══ GIVEN RECORDS ══

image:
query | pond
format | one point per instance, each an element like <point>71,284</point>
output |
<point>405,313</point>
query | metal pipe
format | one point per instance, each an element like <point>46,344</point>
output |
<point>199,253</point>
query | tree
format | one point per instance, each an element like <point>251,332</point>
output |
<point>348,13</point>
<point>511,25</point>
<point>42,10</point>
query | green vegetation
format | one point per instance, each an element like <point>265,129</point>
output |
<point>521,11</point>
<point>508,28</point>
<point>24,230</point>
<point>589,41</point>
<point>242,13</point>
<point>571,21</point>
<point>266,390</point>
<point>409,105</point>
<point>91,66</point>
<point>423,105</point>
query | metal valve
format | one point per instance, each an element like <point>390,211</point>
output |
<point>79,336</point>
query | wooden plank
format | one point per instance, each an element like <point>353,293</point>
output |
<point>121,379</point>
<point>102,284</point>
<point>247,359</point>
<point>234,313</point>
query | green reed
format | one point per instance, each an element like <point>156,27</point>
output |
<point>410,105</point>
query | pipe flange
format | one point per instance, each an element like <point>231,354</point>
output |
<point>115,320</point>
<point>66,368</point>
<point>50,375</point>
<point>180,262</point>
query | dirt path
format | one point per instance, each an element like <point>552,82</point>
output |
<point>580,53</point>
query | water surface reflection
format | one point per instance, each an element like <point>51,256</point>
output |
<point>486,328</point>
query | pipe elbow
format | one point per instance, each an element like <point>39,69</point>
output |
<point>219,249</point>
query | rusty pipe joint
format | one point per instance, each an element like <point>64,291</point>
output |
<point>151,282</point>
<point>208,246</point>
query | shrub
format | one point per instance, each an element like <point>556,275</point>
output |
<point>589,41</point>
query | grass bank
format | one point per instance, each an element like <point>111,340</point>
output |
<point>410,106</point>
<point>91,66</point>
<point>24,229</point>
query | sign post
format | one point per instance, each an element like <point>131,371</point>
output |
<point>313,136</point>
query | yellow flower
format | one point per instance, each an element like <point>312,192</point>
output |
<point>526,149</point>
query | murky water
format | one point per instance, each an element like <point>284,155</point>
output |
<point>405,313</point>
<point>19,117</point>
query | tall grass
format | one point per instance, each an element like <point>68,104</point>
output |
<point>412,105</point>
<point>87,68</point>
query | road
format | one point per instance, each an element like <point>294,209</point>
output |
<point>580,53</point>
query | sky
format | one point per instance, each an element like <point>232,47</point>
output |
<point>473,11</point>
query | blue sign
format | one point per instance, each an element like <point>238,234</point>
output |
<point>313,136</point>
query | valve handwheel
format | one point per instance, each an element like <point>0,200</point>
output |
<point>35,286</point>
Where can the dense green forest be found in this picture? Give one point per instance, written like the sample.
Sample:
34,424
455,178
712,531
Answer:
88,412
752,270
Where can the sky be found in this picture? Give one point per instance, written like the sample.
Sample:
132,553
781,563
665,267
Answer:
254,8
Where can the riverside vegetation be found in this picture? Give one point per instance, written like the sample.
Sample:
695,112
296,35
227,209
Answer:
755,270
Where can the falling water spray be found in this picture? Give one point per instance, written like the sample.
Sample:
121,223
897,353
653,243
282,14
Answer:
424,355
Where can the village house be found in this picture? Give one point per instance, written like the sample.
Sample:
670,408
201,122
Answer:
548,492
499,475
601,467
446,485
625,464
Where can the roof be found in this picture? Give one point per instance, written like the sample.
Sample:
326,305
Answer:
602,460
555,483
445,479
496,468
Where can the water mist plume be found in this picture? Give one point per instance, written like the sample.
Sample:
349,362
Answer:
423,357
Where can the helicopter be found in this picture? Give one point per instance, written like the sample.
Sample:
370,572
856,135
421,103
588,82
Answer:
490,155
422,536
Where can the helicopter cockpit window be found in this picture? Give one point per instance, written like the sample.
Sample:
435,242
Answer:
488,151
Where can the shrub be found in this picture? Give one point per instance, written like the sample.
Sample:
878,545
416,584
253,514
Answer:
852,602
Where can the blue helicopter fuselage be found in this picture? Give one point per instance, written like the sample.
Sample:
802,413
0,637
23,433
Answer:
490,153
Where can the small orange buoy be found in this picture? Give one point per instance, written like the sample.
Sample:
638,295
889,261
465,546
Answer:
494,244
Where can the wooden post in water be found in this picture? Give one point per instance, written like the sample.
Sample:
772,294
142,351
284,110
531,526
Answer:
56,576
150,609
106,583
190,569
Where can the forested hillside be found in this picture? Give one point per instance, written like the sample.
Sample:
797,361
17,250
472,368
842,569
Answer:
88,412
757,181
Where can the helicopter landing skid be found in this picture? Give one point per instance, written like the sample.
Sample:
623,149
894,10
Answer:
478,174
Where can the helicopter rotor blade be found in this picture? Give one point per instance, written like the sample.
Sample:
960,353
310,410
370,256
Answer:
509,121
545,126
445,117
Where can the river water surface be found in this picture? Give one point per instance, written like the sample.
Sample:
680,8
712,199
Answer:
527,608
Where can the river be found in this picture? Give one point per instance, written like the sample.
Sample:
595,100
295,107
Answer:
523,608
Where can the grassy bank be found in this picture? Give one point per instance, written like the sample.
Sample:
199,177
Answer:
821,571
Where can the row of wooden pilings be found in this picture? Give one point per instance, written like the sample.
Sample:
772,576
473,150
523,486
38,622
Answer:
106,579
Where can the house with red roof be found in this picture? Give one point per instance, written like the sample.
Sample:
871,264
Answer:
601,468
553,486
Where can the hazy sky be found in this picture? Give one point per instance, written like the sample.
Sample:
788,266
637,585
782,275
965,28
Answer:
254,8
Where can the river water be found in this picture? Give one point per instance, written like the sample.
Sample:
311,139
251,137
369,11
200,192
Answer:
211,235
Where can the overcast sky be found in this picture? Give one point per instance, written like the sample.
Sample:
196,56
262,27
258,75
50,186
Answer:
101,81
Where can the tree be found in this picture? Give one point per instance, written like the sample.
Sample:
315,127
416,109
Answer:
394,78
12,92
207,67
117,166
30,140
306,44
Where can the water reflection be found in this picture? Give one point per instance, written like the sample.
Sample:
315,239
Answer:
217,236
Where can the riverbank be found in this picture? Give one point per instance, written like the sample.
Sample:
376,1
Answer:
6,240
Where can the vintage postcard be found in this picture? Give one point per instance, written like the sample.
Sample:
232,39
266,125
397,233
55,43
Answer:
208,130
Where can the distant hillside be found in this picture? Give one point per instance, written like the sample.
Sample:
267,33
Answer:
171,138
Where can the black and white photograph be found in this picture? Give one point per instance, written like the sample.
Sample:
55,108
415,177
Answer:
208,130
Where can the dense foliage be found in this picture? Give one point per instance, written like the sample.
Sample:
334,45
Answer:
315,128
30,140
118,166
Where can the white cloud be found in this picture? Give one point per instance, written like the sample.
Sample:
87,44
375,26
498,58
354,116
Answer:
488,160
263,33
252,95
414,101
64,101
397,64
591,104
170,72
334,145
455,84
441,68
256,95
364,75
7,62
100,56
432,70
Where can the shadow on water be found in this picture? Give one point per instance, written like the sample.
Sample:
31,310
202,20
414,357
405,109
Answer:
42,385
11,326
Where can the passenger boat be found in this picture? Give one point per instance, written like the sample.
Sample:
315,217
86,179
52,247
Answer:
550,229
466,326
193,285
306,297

═══
══ GIVEN RECORDS ══

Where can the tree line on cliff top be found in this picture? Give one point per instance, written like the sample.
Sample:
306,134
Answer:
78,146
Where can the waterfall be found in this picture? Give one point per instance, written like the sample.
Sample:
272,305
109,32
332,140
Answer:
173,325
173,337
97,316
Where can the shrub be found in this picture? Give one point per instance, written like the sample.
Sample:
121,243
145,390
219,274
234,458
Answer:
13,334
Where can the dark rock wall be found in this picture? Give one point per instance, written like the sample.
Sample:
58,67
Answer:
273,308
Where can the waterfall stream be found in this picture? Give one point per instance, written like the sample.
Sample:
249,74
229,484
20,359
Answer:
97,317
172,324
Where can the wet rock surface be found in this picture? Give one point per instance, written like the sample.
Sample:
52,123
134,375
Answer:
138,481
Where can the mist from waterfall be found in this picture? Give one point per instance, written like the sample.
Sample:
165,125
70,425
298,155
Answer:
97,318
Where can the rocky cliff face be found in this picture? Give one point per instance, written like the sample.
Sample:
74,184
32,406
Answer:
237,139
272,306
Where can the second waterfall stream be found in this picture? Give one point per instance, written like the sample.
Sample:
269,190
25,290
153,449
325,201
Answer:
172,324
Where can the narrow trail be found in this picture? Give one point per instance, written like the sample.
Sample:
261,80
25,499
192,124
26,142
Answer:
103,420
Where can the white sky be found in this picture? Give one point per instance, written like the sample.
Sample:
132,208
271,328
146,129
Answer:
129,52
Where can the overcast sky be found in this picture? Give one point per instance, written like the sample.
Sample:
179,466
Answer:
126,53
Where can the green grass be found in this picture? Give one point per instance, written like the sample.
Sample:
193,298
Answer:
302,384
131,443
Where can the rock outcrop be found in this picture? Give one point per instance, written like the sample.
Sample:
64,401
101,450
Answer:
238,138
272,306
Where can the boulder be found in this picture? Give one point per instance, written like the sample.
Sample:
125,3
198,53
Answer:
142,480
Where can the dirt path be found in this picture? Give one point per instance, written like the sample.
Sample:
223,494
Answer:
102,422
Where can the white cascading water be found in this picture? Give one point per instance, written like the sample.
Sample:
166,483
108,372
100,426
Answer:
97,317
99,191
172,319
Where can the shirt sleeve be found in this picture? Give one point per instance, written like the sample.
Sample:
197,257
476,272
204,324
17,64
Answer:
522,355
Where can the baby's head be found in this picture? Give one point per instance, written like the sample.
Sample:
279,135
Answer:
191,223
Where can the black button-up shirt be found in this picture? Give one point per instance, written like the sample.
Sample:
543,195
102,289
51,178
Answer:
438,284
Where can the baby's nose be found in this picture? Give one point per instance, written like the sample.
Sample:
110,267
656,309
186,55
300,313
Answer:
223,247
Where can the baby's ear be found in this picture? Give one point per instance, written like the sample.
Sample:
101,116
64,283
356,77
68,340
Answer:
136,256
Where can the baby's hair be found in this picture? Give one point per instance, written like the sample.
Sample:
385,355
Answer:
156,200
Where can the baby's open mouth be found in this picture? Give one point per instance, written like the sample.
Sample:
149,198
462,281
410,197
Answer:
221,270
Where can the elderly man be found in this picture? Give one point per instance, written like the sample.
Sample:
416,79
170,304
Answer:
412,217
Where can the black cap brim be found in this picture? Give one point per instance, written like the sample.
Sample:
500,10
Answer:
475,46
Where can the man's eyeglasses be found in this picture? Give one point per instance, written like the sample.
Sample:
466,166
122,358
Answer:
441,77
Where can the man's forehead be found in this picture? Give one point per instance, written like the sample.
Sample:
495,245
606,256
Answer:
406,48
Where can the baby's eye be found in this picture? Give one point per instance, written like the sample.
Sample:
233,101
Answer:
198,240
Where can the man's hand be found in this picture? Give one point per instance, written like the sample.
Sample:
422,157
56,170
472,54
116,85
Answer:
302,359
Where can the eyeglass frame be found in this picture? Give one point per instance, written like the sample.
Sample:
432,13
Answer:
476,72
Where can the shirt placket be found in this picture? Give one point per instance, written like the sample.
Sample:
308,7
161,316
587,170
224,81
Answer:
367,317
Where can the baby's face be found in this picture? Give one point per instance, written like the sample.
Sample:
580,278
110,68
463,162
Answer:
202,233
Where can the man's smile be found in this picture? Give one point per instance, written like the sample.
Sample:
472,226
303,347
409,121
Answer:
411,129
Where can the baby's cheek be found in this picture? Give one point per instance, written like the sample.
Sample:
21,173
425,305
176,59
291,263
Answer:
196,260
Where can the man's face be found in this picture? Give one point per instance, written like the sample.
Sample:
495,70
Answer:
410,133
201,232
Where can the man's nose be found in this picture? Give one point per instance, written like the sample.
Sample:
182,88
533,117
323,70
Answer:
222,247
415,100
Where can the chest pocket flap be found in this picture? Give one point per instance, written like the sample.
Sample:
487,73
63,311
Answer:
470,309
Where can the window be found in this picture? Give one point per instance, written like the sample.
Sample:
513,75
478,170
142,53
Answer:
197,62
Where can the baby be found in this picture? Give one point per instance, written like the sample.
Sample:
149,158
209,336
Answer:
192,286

═══
══ GIVEN RECORDS ══

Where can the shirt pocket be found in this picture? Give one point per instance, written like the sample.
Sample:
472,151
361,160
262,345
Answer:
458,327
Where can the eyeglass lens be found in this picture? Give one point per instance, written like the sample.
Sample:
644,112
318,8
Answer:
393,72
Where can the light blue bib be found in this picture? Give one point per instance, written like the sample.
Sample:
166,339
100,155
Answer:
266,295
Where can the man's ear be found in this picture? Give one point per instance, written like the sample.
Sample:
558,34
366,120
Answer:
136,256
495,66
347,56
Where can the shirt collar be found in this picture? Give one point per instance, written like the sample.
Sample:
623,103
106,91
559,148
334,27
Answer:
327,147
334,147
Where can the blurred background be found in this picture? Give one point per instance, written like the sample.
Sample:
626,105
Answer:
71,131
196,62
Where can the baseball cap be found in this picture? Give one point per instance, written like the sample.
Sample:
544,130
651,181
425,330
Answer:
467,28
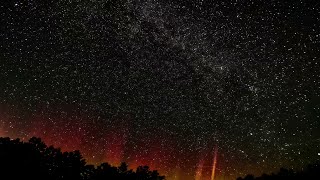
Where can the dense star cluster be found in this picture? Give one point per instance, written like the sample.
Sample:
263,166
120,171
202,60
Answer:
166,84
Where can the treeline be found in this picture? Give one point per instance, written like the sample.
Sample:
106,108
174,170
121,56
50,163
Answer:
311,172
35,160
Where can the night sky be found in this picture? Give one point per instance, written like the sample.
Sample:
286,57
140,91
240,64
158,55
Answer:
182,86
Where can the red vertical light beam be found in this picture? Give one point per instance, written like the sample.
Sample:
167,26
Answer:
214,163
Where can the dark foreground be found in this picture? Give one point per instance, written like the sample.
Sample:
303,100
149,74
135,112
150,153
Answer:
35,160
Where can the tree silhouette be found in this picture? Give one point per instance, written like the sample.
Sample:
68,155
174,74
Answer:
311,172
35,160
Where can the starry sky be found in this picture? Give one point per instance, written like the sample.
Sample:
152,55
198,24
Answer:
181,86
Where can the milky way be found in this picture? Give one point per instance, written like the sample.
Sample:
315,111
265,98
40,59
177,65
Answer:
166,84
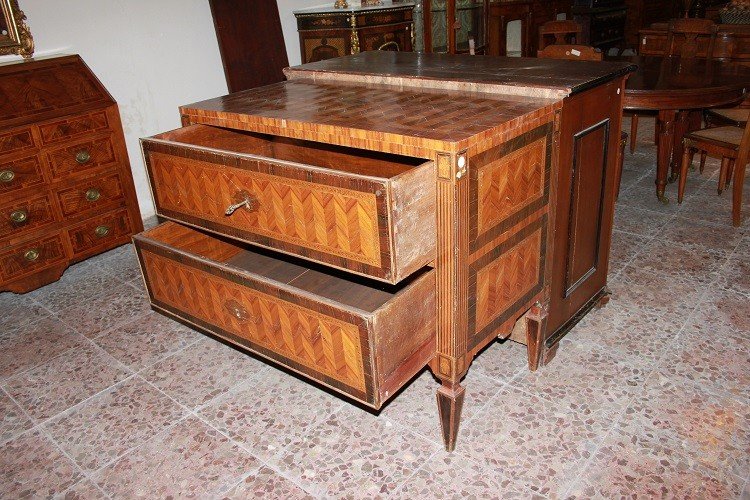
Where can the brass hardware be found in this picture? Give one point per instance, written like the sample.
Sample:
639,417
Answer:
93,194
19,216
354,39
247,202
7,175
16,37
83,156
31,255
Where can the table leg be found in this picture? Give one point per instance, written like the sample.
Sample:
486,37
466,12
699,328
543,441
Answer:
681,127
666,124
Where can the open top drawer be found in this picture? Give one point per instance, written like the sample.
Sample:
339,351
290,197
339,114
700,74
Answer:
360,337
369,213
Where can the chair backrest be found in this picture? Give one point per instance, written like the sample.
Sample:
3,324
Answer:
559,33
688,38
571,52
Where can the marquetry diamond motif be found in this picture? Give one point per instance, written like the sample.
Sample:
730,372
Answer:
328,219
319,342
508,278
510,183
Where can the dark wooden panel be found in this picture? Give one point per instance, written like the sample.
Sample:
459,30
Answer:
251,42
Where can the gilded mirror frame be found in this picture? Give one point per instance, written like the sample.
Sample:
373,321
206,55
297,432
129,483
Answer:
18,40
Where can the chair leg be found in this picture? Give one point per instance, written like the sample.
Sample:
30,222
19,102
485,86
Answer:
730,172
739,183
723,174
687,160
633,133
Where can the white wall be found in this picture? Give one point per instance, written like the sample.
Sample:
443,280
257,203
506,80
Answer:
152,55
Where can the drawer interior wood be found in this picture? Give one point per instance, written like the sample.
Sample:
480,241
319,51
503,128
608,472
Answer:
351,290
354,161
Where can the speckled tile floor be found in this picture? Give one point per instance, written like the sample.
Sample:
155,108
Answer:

═══

PROBLEM DESCRIPTION: Which lines above contain the word "drawer"? Show each of them.

TASK SOLUTION:
Where can the open top drawer be found in this picture? Give one point per instance, written like the sample.
Where can the drawer interior wood be found in this picture? Give one point per instance, written like the sample.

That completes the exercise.